GIVEN TEXT
== == ==
Soooo...chalk this one up to right tool for the job. I've been trying to keep the buying of tools to a minimum (though there is something inside that always wants more tools). I finally bought a random orbital sander. "What!?" you might say. "Why haven't you owned one from their invention?" I don't have a good answer. I bought the cheap $40 Ryobi. That thing has done a great job of knocking down the paint to the primer layer and I expanded the section on the bow where I'll be putting epoxy and I was able to sand down without hitting the weave of the glass, unlike with my previous methods. What would have taken me the better part of 8 hours I knocked out in 2. It's not perfect--I wasn't going for that. I wanted to get down to a good layer that didn't flake and still provided good tooth for the primer. This did that well and I felt like I had control of the machine. 

 

One "tool" that I should buy but managed to improvise is a good scraper. I'm not afraid to sharpen my block plane, so I took the blade out of it and began scraping paint off it it helped a lot. I used it both at a low angle and also almost perpendicular. The weaker layers flaked off easily and with the perpendicular approach, I was able to level out the thick layers (and eliminate some of the brush strokes. 

 

I know I'm going to find a million imperfections when I get the primer down, but I already feel better about the whole endeavor.
== == ==
SET TASKS
a: Repeat word for word the stretch of the sanding passage from "Soooo...chalk this one" through "of the machine.".
b: In the stretch from the start of the listing through the line that contains "60 0 150 27", swap "white cloth" for "gray cloth", leave everything else unchanged, and give back only those lines.
== == ==
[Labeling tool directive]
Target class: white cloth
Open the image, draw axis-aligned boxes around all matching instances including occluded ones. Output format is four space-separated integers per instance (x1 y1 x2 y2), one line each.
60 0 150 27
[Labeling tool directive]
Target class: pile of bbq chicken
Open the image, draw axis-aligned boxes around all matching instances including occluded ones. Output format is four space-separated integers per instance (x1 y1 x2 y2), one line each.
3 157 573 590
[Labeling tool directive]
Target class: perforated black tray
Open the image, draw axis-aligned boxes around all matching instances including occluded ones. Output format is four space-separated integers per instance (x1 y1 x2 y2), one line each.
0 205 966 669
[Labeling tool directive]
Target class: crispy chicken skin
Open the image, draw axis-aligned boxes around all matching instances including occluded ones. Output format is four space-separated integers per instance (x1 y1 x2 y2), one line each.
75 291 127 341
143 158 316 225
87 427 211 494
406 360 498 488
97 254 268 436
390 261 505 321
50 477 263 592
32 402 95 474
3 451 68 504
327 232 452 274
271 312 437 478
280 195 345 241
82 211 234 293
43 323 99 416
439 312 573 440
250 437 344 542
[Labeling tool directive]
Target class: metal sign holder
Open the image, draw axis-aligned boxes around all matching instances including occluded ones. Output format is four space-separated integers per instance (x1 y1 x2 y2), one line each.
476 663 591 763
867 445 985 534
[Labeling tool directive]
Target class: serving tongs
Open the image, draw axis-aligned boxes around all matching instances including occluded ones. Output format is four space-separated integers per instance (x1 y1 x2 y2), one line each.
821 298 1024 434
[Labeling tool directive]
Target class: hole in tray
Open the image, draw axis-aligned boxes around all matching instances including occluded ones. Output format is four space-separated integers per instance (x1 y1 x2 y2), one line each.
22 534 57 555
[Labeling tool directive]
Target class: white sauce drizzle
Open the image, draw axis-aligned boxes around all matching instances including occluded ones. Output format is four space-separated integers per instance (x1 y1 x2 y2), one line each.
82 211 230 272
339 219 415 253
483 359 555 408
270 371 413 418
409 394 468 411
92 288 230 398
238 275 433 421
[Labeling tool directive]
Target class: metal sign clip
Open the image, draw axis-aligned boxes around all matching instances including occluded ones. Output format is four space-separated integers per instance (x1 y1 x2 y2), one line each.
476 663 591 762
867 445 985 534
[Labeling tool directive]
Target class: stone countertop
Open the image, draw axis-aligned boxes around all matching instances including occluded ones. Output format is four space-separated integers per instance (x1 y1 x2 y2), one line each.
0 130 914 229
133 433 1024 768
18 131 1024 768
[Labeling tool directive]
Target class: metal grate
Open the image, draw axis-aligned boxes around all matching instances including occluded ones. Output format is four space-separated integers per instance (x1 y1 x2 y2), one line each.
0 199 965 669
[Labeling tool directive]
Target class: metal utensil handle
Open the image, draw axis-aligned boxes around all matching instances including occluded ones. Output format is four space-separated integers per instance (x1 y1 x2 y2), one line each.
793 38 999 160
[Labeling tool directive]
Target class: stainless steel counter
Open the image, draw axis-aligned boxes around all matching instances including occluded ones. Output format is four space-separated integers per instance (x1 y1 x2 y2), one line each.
== == ==
REPLIES
a:
Soooo...chalk this one up to right tool for the job. I've been trying to keep the buying of tools to a minimum (though there is something inside that always wants more tools). I finally bought a random orbital sander. "What!?" you might say. "Why haven't you owned one from their invention?" I don't have a good answer. I bought the cheap $40 Ryobi. That thing has done a great job of knocking down the paint to the primer layer and I expanded the section on the bow where I'll be putting epoxy and I was able to sand down without hitting the weave of the glass, unlike with my previous methods. What would have taken me the better part of 8 hours I knocked out in 2. It's not perfect--I wasn't going for that. I wanted to get down to a good layer that didn't flake and still provided good tooth for the primer. This did that well and I felt like I had control of the machine.

b:
[Labeling tool directive]
Target class: gray cloth
Open the image, draw axis-aligned boxes around all matching instances including occluded ones. Output format is four space-separated integers per instance (x1 y1 x2 y2), one line each.
60 0 150 27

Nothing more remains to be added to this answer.